RECORD LIST:
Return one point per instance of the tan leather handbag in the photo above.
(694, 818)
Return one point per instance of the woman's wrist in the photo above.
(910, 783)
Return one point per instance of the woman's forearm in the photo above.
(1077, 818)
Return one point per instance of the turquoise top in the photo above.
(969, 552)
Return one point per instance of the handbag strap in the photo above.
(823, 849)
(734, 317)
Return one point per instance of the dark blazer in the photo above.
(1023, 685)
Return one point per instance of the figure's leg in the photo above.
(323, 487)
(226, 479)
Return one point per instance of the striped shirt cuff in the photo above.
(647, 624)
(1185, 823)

...

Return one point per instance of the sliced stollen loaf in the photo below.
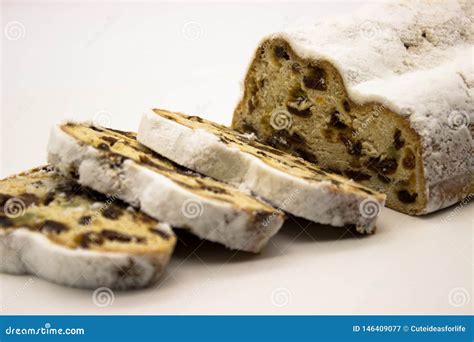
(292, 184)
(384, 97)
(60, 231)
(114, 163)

THE REQUEST:
Copy everything from the line containing "Return one point per instance of the tan" down to the line containing "(1185, 823)", putting "teal" in place of "turquoise" and leaving the rest unchanged.

FULL OUTPUT:
Return one point per instance of the tan leather handbag in the photo above.
(694, 818)
Return one point per instance of the woman's wrist in the photo above.
(910, 783)
Return one point per instance of the woman's forearm in the photo above.
(1077, 818)
Return one point per instance of the teal top in the photo above.
(969, 552)
Return one point per instance of the handbag strap in the photo above.
(823, 849)
(734, 317)
Return one point per instance of the dark blazer in the photo above.
(1023, 685)
Return one point per instance of the figure's leg in the photo above.
(323, 487)
(226, 479)
Return one point per instance of the striped shirt cuff in the photo above.
(647, 624)
(1185, 823)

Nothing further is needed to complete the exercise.